» **Tasks for this exercise**
1. According to the STOMP page, at which festival did STOMP debut, and in what year?
2. Copy the STOMP page word for word from "Originally conceived and" to "Producer James Cundall.".

» **Quoted passage**
■ ■ ■ ■ ■
STOMP

Westpac St James, Wellington

27/06/2006 - 02/07/2006

Production Details


Originally conceived and co-directed by percussionist Luke Cresswell and actor/ singer/ musician/ writer Steve McNicholas


STOMP is an eclectic and electric mix of fierce physicality, invention and wit, all of it revolving around the rhythm that is at STOMP’s heart.

‘This is the dance company that other dance companies come to see,’ says Producer James Cundall.

‘The rhythm, the comedy, the power of it all just sweeps audiences everywhere off their feet. And STOMP sweeps, literally. With brooms, with matchboxes, bins, snapping folding chairs, hubcaps, drums. Whatever. All these everyday objects creating extraordinary music and dance.

‘STOMP was born on the streets and it’s never left that feeling of let’s roll, hey, let’s kick some things around and have fun!’



Theatre , Music , Physical ,


1hr 45mins, no interval

A world awash with instruments

Review by John Smythe 28th Jun 2006

Historically STOMP, which was devised in the UK and debuted at 1991 Edinburgh Fringe, precedes our own Strike percussion ensemble by two years and Australia’s Tap Dogs by four. While Strike is a lot more musical, and Tap Dogs has heaps more dance and spectacle, STOMP has a winning formula that has kept it alive all over the world for 15 years (it’s played over a decade in New York alone, where a part of 2nd Avenue has been renamed ‘Stomp Avenue’).

Conceived and co-directed by a self-taught percussionist (Luke Cresswell) and an actor/ singer/ musician/ writer (Steve McNicholas), STOMP is a very simple idea that thrives on rhythm, pace, heart and humour.
■ ■ ■ ■ ■
» **Recorded data**
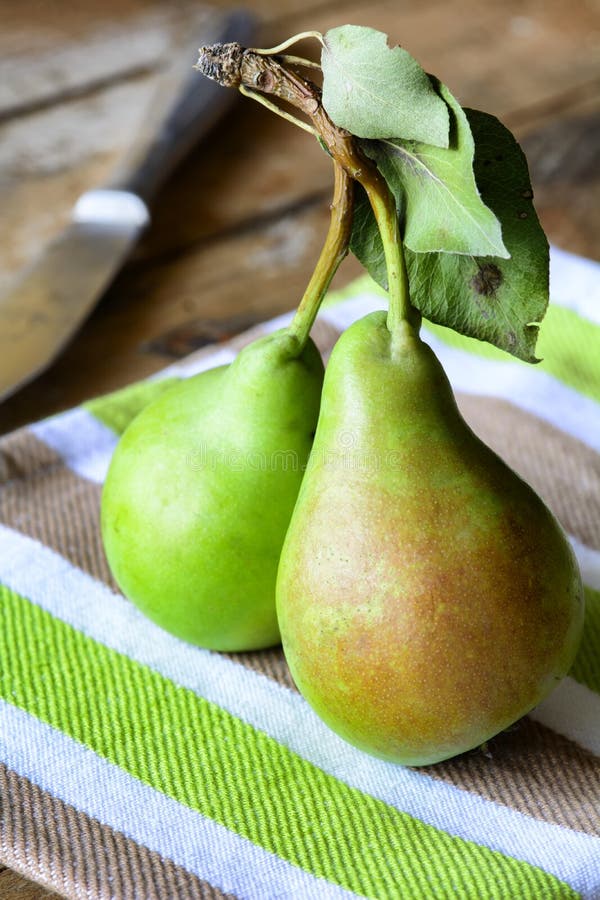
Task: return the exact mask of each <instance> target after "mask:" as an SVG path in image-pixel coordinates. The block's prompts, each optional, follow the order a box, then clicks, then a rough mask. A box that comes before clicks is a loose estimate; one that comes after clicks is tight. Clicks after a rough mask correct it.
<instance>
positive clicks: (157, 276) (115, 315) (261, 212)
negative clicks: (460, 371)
■ ■ ■ ■ ■
» **Results**
1. STOMP debuted at the 1991 Edinburgh Fringe.

2.
Originally conceived and co-directed by percussionist Luke Cresswell and actor/ singer/ musician/ writer Steve McNicholas


STOMP is an eclectic and electric mix of fierce physicality, invention and wit, all of it revolving around the rhythm that is at STOMP’s heart.

‘This is the dance company that other dance companies come to see,’ says Producer James Cundall.